■ Текст
____________________

Из маленькой комнаты вышел хозяин — плотный человек небольшого роста лет пятидесяти. По первому впечатлению запомнились его кряжистая устойчивость, пронзительные глаза и тонкая полоска усов над верхней губой. Встретил он нас приветливо.

Помещение оказалось невелико. Собственно мастерская — комната метров тридцать пять — сорок, и две подсобные комнатки метров по восемь-десять. В той, куда пригласил нас хозяин, стояли диван, застеленный солдатским сукном, два книжных шкафа, стол, пара стульев. Вот и все убранство. По стенам висели картины. В другой комнате, похожей на коридор, стоял верстак и лежали разные приспособления для отливки, сварки и еще чего-то, мне тогда непонятного.

Я впервые попал в мастерскую скульптора. Было, конечно, очень интересно.

Познакомившись, Эрнст Иосифович, пригласил нас посмотреть работы. Середину комнаты занимал макет невероятного по моим понятиям здания: в центре — голова человека и стремительно отходящее от нее крыло с рельефами-символами, лицами людей.

— Это проект «Дома мысли» — центрального здания в Академгородке в Сибири, — пояснил Эрнст Иосифович. — При вашем отце мне долго не давали работать, потом, наконец, разрешили. Проект утвердили в 1964 году, а теперь он опять задвинут далеко.

Под потолком по всему периметру стен висели рисунки — единственная цветная композиция, высвечивающаяся то тут, то там резкими яркими пятнами.

Закончив этот беглый осмотр, мы вернулись в комнату и приступили к главному разговору.

— Я хочу внести ясность, — начал Неизвестный. — Вследствие моих споров с Никитой Сергеевичем я пережил тяжелые времена, но сейчас это в прошлом. Я глубоко уважаю его и, это может показаться странным, вспоминаю о нем с теплотой. Этот человек знал, чего хотел, и стремления его не могут не вызывать сочувствия, особенно сейчас, когда многое видится яснее. У нас с вами речь идет не о личных обидах, а о памятнике государственному деятелю. Я возьмусь за эту работу.

Эрнст Иосифович тут же начал набрасывать рисунок на листке бумаги: вертикальный камень, одна половина белая, другую заштриховал — черная, внизу большая плита.

Я ничего не понял.

— Почему белая и черная? Это что означает? — спросил я.

Неизвестный сказал, что пока ничего конкретного в этом рисунке нет. Он только объяснил, что это воплощение философской идеи. Жизнь, развитие человечества происходит в постоянном противоборстве живого и мертвого начал. Наш век тому примером: столкновение разума человека и машины, порождение разума, убивающего его самого. Взять хотя бы атомную бомбу. Олицетворением такого подхода в мифологии является кентавр. В нашем надгробии черное и белое можно трактовать по-разному: жизнь и смерть, день и ночь, добро и зло. Все зависит от нас самих, наших взглядов, нашего мироощущения. Сцепление белого и черного лучше всего символизирует единство и борьбу жизни со смертью. Эти два начала тесно переплетаются в любом человеке. Поэтому камни должны быть неправильными, входить один в другой, сплетаться и составлять одно целое. Все это предполагалось установить на бронзовую плиту.

____________________

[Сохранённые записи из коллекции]
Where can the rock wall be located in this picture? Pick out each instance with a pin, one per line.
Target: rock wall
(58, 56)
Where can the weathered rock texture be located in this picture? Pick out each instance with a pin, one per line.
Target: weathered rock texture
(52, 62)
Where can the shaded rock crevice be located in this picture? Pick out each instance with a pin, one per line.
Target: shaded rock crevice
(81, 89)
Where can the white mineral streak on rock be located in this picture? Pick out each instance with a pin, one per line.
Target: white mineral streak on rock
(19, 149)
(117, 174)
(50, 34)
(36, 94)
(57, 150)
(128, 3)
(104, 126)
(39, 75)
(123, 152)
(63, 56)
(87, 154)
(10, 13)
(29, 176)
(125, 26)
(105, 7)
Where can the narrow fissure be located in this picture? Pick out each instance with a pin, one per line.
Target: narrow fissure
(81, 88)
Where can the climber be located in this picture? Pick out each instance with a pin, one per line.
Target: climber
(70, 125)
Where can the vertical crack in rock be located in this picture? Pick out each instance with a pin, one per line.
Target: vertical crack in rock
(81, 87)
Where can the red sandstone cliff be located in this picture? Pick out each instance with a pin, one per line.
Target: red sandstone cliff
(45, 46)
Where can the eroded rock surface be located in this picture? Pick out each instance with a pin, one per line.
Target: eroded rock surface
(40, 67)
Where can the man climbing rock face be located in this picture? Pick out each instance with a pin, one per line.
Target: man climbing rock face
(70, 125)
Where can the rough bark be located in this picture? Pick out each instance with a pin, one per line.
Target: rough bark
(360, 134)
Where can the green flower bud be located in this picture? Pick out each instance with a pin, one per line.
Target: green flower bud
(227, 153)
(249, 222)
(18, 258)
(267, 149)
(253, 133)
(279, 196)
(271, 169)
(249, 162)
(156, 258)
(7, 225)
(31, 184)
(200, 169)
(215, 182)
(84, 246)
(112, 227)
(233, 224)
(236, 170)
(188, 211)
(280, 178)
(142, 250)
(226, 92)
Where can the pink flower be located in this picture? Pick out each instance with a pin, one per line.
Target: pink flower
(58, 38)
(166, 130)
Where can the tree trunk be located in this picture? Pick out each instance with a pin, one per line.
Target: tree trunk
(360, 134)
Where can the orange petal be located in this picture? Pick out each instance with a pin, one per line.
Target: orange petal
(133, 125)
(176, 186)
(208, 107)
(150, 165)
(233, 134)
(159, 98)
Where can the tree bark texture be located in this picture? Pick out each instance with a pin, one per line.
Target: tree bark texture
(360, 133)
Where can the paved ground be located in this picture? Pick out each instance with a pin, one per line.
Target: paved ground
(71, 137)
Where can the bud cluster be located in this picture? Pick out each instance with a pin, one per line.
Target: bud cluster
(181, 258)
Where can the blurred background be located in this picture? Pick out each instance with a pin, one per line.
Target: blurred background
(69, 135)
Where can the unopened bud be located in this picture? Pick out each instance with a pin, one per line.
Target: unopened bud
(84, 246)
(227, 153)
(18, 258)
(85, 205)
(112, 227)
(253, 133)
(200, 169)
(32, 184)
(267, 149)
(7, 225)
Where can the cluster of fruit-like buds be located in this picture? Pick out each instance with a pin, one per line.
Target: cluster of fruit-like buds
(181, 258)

____________________

■ Цель задания
Пожалуйста, продолжите рассказ о посещении мастерской скульптора, начав сразу после его последнего предложения.

■ Ответ
— На мой взгляд, получается неплохая композиция. — Он вопросительно посмотрел на меня.

Я заранее решил не вмешиваться, не лезть со своим мнением. Трудно рассчитывать на хороший результат, поправляя художника. Или надо довериться ему, или ориентироваться на ремесленника. Середины не бывает.

— Я целиком полагаюсь на вас. А будет ли портрет? — поинтересовался я.

— Считаю, никакого портрета быть не должно. Мы даем некий символ. Портрет нужен тогда, когда человека никто не знает и хочется сохранить его внешний образ, не дать ему стереться из памяти, — пожал плечами Эрнст Иосифович. — Лицо Никиты Сергеевича хорошо всем знакомо, и нет необходимости в портрете.

Меня он не убедил, но свои сомнения я пока оставил при себе. Впереди еще много времени, к тому же я, честно признаться, слегка робел перед знаменитостью. С некоторой опаской я сказал о разговоре с Церетели и его желании принять участие в этой работе.

— Я буду с ним сотрудничать, если вы этого хотите, — просто ответил Неизвестный.

И еще деталь. Поскольку меня насторожило предупреждение с Лубянки, я решил как-то застраховаться, узаконить наши отношения и предложил заключить официальный договор.

— Это просто, — ответил Эрнст Иосифович, — у меня есть знакомый юрист, он все оформит.

На этом мы расстались.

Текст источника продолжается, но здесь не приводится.